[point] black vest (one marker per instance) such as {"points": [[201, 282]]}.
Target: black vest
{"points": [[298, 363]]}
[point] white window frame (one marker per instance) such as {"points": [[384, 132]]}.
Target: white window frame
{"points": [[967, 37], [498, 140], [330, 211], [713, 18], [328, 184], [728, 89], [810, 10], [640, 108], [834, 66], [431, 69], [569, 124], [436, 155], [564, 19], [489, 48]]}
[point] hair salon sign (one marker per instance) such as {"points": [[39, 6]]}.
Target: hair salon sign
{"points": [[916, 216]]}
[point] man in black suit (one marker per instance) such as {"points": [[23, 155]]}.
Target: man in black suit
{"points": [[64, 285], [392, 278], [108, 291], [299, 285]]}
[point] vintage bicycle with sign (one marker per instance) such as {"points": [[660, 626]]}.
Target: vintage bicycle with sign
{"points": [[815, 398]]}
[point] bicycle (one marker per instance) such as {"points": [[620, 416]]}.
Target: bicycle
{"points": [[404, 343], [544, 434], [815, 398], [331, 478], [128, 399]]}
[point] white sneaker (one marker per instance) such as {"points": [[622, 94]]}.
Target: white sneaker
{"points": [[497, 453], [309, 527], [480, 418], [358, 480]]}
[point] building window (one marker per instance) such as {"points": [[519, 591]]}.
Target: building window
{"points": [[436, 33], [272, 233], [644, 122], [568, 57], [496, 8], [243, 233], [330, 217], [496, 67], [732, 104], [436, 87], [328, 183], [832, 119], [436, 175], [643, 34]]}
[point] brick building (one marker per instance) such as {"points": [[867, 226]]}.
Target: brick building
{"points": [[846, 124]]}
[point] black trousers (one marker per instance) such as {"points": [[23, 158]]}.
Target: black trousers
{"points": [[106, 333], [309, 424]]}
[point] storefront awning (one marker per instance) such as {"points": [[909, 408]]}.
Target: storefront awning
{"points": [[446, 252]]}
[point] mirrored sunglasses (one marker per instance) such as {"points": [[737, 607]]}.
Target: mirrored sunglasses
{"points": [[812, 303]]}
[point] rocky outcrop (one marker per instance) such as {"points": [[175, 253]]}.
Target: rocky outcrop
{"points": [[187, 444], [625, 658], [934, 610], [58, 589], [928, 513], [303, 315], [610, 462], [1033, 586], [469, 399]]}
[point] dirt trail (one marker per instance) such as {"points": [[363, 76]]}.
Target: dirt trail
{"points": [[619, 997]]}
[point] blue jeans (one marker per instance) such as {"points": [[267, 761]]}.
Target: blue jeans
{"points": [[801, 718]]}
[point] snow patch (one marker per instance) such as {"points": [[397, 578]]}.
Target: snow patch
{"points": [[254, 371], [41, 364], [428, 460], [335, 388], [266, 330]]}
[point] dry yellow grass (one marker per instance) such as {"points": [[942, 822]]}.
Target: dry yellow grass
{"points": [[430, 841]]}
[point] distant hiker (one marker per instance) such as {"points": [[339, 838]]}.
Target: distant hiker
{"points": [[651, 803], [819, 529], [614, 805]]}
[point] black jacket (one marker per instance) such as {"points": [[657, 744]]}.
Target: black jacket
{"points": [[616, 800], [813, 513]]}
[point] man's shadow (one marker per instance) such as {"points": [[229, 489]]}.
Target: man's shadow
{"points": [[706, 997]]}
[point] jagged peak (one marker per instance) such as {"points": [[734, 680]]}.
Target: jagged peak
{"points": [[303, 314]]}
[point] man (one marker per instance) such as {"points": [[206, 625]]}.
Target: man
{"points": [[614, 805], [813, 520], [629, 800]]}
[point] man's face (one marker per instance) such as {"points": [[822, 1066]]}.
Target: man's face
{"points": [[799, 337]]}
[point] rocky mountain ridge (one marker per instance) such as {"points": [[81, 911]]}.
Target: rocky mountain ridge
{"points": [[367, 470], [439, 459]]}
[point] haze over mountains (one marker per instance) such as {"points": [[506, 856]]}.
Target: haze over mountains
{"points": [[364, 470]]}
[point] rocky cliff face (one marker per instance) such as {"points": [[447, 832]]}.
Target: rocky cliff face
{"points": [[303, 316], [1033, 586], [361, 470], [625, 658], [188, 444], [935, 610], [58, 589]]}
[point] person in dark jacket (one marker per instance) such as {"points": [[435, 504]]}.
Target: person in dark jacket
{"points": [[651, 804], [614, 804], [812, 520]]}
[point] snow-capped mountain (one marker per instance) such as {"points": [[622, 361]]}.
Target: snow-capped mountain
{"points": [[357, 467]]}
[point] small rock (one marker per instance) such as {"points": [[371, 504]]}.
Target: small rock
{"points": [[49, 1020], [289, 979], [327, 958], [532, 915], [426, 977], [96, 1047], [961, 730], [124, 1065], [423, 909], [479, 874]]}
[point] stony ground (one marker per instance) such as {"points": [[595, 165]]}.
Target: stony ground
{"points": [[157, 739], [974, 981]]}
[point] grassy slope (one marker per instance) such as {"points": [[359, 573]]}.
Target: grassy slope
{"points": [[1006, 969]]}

^^^^

THE PROBLEM
Repeat verbatim the opening run of entries, ending with the line that contains "[point] bicycle (one".

RESULT OF THIS TASK
[point] black vest (one marker per instance) such as {"points": [[201, 282]]}.
Target: black vest
{"points": [[298, 363]]}
[point] white window frame (one marker per instance) such as {"points": [[384, 132]]}.
Target: white window frame
{"points": [[967, 37], [498, 140], [330, 211], [713, 18], [328, 184], [728, 89], [810, 10], [640, 108], [834, 66], [431, 69], [569, 124], [436, 155], [564, 19], [489, 48]]}
[point] hair salon sign (one marker per instance) such as {"points": [[39, 6]]}.
Target: hair salon sign
{"points": [[916, 216]]}
[point] man in black suit (one marker per instance) such as {"points": [[23, 155]]}.
Target: man in black suit
{"points": [[64, 285], [392, 278], [108, 291], [299, 285]]}
[point] vintage bicycle with sign (one marker per instance) such as {"points": [[660, 626]]}.
Target: vintage bicycle with sign
{"points": [[815, 398]]}
[point] bicycle (one marker per instance) such as {"points": [[620, 416]]}.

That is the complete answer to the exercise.